Task to carry out
Below is a listing. Set down exactly the lines from the one containing "Guideline: one marker per instance of the overcast" through the one containing "Guideline: one marker per instance of the tree", both ends included, and leave out the rest.
───── Materials provided ─────
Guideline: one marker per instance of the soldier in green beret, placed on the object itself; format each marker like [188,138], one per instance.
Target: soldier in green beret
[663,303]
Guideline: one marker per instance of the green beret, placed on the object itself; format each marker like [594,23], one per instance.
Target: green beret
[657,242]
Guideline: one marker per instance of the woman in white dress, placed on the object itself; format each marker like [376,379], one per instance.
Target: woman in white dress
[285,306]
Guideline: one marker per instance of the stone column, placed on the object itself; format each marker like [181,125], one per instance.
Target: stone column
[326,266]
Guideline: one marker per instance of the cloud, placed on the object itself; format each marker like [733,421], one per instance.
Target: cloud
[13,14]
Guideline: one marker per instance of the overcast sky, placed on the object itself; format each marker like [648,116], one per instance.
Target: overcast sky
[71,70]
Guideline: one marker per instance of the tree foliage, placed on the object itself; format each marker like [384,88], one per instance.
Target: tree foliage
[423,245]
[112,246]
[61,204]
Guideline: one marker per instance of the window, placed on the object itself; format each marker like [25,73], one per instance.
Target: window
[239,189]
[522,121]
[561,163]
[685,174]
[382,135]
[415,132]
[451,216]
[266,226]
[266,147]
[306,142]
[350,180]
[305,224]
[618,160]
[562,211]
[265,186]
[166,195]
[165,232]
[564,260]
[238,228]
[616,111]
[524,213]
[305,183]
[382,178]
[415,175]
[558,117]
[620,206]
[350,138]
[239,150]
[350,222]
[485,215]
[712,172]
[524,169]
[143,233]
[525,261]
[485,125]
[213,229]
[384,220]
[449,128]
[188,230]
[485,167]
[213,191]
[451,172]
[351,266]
─────
───── Materials provided ─────
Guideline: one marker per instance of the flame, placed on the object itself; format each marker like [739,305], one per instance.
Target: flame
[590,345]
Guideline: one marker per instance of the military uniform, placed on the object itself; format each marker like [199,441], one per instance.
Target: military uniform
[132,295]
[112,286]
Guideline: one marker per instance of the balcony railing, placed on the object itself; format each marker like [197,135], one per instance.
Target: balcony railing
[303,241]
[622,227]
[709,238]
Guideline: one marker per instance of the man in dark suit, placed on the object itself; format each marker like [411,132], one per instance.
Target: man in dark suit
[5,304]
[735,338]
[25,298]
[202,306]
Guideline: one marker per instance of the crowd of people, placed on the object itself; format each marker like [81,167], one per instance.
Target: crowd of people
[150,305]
─────
Response to the exercise
Guideline: one marker per instance of the overcast sky, placed on the object itself; format each marker like [648,116], one per instance.
Target: overcast sky
[71,70]
Guideline: one marker per instance of the tree foliage, placed on the object itself; format each marker like [384,88], one per instance.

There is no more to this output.